What is asked: Return every line of the records below that contains the string "bush".

Records from a data collection:
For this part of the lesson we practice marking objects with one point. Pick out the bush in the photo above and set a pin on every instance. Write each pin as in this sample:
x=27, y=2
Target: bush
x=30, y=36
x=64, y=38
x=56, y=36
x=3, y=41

Expected answer:
For this part of the lesson we practice marking objects with one point. Pick out the bush in the photo above and set a pin on every instance. Write each pin as in this sample:
Target: bush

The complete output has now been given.